Selected text:
--- start ---
[Air-l] how to pin down web 2.0

danah boyd aoir.z3z at danah.org
Sat Apr 21 12:23:26 PDT 2007


Alex - while i totally agree that it's gotten conflated in all sorts  
of ways, i actually do think that it is an effort to signal a shift  
that has taken place.  The shift has multiple dimensions, some of  
which are business, few of which are technical, most of which are  
social.

I've written parts of this in different places.  Many are under  
"Design, Web2.0 and Social Software" at http://www.zephoria.org/ 
thoughts/bestof.html

Social technology practices have changed dramatically post-crash.   
Much of this has to do with the fact that so many people are online  
and it's no longer a marginalized minority.  People are organizing  
around friends (and Friends) instead of around topics of interest.   
The structure is built on networks of people and information instead  
of room and place metaphors.  Corporations are motivated to help  
people connect and share rather than just buy.  Sure, there was a lot  
of early CMC tools that were adopted en-masse but community sites  
like The Well never scaled to the degree that the current ones do,  
nor did they provide the same types of socialization opportunities  
for mainstream culture.  Uploading media was a bitch if you didn't  
have a unix account and a decent webserver.  Now, hosting and  
locating media is not the issue.

You're welcome to ignore the term "web2.0" (and i definitely have  
huge huge huge problems with it) but it's  meant to signal a shift  
that people know and can feel, even if they can't describe.  Of  
course, it's an ugly term... but so is blogging and we've (finally)
--- end ---
Provided data:
--- start ---
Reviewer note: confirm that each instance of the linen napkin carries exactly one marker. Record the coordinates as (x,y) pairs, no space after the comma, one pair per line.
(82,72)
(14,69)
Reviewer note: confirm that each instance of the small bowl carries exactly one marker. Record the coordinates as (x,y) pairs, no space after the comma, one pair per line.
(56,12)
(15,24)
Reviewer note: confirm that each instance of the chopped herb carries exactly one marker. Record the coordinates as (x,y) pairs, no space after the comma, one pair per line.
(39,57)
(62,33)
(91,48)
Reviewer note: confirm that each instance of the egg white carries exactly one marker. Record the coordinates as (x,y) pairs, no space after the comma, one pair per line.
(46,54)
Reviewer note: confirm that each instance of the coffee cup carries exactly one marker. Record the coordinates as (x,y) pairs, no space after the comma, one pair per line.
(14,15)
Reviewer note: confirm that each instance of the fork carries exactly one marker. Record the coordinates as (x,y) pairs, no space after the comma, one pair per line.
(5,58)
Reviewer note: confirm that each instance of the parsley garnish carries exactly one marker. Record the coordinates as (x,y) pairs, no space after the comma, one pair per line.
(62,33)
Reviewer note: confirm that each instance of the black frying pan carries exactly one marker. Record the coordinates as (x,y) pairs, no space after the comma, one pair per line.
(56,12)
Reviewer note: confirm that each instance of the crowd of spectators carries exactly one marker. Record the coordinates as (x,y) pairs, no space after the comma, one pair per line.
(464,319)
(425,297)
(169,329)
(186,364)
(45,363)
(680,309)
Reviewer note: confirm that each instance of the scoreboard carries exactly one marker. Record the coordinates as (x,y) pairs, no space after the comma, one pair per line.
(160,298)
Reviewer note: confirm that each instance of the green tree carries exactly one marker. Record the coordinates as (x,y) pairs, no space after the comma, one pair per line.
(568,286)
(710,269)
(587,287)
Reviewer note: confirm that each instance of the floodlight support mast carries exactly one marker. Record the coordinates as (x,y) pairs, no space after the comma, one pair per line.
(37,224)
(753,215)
--- end ---
--- start ---
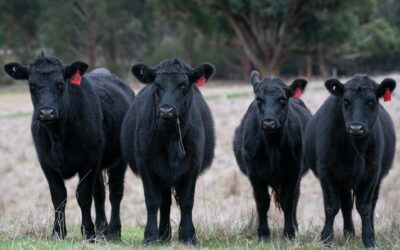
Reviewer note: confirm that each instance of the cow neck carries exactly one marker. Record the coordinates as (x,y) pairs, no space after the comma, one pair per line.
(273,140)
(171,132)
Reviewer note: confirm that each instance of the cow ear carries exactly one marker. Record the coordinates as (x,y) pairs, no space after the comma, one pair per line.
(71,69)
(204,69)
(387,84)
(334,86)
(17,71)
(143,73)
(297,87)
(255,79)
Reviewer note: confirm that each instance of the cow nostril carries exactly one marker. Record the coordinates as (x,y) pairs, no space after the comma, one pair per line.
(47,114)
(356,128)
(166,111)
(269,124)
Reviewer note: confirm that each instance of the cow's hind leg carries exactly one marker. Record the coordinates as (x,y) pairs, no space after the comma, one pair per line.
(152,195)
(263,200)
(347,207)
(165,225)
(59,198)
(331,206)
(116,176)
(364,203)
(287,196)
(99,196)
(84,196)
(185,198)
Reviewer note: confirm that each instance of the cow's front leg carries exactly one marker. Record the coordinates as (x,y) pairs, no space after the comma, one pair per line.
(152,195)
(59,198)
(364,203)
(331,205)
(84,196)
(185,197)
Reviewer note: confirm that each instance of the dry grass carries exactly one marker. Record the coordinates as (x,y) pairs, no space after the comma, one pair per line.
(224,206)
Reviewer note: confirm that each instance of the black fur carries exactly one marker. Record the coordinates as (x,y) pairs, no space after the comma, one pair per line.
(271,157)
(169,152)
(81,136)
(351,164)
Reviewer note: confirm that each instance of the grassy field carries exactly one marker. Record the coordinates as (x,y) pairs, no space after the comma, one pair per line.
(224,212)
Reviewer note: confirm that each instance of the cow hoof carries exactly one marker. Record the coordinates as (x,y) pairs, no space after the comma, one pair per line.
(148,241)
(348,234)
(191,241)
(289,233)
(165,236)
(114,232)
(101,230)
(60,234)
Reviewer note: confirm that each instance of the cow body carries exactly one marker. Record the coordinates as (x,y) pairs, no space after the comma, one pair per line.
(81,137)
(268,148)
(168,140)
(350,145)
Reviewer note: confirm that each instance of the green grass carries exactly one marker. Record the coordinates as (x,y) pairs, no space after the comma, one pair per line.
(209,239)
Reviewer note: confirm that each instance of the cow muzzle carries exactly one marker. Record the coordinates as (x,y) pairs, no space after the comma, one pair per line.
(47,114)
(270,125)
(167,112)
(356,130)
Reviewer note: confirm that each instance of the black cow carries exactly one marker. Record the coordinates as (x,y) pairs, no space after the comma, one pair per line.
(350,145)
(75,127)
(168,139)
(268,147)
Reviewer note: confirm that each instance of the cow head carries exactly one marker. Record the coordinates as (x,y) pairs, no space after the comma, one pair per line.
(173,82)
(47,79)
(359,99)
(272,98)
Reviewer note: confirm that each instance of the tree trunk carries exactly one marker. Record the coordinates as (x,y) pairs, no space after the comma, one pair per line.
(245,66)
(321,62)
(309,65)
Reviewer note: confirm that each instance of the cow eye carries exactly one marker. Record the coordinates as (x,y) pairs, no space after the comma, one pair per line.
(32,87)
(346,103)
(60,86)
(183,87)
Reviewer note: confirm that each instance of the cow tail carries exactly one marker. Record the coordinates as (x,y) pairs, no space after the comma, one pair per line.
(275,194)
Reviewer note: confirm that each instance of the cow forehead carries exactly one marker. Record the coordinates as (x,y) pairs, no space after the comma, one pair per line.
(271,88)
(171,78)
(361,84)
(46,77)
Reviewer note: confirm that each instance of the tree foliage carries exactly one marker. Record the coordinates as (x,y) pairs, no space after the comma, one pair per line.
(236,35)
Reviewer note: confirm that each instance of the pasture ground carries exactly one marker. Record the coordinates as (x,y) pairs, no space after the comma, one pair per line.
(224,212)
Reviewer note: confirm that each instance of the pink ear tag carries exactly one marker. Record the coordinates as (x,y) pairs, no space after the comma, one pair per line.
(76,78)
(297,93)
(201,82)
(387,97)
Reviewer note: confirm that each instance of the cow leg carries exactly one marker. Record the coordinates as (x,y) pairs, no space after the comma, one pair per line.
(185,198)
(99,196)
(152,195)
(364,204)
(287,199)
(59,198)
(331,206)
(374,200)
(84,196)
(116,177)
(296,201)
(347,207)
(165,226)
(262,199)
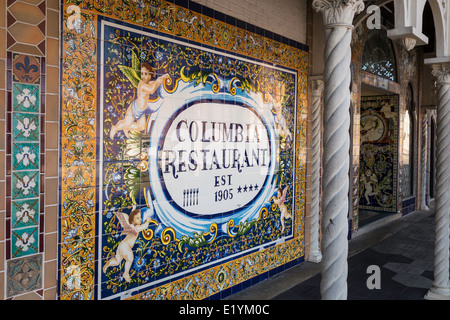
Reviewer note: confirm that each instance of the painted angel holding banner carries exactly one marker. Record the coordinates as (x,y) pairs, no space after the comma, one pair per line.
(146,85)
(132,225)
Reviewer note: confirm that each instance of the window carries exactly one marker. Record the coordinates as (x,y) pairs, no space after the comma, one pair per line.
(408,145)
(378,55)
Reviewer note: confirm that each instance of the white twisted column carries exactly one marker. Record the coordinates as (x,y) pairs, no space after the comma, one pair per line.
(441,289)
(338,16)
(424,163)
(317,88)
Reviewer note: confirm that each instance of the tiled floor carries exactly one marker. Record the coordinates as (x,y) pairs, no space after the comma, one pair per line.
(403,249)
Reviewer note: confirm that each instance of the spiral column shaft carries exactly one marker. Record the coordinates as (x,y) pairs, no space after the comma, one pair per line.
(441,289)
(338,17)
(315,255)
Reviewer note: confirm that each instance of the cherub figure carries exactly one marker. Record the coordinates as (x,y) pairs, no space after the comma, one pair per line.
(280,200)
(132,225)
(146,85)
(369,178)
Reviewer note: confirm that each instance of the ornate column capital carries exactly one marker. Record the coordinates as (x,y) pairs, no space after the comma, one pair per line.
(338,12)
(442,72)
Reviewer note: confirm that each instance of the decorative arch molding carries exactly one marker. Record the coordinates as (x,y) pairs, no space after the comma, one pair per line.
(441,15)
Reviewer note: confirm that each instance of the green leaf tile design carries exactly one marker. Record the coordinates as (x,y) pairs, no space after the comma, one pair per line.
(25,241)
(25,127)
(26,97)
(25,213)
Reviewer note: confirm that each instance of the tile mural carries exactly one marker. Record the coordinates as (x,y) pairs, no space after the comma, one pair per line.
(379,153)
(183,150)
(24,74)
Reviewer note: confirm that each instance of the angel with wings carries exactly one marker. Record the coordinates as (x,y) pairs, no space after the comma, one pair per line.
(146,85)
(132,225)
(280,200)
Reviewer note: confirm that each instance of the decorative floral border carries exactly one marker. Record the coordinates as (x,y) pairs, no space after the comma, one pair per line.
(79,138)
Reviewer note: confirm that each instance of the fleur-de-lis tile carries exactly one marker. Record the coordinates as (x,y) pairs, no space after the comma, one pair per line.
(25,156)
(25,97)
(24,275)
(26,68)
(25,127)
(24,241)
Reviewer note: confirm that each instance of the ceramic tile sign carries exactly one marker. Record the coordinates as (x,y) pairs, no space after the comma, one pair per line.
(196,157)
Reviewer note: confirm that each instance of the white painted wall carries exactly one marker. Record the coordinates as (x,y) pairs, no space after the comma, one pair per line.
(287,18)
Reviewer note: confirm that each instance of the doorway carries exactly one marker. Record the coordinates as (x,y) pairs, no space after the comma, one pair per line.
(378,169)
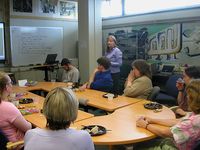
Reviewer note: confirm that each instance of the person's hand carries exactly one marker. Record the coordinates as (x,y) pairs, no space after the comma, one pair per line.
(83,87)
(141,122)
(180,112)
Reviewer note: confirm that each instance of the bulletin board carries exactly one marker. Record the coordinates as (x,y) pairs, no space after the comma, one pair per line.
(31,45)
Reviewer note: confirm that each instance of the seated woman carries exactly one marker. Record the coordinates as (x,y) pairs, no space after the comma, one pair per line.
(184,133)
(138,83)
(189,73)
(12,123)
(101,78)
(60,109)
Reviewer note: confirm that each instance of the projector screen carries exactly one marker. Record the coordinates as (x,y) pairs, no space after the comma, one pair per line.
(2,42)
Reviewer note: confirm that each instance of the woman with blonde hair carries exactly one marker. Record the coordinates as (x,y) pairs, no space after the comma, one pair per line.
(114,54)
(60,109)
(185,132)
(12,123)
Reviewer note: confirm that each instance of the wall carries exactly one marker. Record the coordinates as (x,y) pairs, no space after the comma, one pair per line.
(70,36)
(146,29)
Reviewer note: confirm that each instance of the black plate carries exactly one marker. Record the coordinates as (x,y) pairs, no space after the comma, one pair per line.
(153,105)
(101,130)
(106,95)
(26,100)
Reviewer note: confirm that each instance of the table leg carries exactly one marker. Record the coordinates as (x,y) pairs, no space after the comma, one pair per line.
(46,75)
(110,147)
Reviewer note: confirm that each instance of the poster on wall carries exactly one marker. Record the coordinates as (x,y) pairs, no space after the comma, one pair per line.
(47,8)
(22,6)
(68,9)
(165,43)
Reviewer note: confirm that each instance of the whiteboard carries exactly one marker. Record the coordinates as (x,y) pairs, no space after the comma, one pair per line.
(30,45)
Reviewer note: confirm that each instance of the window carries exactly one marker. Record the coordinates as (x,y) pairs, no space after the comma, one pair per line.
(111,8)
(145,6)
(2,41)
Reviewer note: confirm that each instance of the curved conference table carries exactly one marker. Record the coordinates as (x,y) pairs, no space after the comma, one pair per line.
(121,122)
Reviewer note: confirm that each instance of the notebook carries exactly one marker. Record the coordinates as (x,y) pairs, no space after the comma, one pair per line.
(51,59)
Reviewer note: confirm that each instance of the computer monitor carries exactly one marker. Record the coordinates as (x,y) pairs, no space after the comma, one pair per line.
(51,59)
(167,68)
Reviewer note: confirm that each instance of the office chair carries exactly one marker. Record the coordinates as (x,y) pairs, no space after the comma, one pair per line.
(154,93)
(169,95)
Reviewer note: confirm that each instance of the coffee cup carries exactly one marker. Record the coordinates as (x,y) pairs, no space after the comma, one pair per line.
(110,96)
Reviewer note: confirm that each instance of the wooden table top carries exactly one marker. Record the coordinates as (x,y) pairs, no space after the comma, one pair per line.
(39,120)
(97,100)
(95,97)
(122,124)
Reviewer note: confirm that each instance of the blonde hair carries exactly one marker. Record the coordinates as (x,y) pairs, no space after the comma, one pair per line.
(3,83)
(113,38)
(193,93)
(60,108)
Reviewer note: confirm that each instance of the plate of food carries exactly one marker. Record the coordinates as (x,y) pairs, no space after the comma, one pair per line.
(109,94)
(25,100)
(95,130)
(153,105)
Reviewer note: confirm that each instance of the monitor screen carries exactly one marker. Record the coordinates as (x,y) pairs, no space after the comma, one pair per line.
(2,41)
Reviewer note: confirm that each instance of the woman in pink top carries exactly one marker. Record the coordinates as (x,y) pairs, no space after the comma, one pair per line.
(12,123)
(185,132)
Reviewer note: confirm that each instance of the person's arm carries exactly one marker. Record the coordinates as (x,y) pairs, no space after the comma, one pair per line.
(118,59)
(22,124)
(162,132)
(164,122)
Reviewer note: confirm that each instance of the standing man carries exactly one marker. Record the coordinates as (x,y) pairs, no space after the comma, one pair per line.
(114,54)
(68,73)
--- end ---
--- start ---
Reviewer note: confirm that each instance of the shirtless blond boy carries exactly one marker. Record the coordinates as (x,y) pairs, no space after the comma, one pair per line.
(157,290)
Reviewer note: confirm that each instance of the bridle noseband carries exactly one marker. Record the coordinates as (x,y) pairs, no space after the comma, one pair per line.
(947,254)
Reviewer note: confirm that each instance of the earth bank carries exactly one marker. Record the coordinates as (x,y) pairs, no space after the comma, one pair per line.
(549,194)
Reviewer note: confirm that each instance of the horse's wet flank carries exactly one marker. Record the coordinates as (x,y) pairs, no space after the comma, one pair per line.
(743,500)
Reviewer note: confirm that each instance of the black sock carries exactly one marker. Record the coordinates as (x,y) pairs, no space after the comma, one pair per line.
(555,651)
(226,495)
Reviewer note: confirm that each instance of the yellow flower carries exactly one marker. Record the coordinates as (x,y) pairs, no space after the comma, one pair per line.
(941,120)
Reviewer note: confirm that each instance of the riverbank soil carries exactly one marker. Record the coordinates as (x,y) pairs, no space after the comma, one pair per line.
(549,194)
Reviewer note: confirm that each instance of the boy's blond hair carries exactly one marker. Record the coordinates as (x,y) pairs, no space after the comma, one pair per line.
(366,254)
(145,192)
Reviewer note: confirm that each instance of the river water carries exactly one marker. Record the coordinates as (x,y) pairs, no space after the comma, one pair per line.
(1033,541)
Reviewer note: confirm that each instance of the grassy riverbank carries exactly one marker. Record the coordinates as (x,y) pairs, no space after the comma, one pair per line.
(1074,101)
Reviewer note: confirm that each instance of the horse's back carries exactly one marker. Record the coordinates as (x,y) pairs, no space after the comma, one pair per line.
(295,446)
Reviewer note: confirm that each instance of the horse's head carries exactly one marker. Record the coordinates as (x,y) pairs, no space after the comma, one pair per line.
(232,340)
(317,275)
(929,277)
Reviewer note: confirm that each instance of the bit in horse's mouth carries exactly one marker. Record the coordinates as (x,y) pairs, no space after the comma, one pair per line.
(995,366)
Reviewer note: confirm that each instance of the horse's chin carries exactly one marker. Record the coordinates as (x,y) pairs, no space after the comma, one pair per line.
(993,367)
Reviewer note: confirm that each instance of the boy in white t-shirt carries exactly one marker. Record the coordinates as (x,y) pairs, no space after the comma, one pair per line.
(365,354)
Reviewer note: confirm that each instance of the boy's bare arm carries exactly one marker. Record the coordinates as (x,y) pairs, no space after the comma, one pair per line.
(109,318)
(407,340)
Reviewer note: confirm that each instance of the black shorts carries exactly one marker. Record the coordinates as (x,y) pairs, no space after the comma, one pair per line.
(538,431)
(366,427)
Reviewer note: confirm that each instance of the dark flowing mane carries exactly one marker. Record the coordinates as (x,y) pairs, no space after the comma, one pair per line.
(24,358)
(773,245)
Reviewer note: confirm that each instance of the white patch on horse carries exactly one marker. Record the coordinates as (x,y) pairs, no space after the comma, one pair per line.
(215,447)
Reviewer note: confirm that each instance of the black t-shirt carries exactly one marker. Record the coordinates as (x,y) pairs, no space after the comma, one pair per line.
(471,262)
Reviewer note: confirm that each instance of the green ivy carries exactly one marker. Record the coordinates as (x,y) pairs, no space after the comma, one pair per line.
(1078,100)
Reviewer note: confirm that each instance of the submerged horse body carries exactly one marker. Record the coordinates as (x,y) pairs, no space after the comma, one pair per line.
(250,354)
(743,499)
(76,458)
--- end ---
Required task: Please output the part of the web 2.0 post that starts at the words "The structure is" and stops after the words "not the issue.", copied word for word.

Exercise output:
The structure is built on networks of people and information instead  
of room and place metaphors.  Corporations are motivated to help  
people connect and share rather than just buy.  Sure, there was a lot  
of early CMC tools that were adopted en-masse but community sites  
like The Well never scaled to the degree that the current ones do,  
nor did they provide the same types of socialization opportunities  
for mainstream culture.  Uploading media was a bitch if you didn't  
have a unix account and a decent webserver.  Now, hosting and  
locating media is not the issue.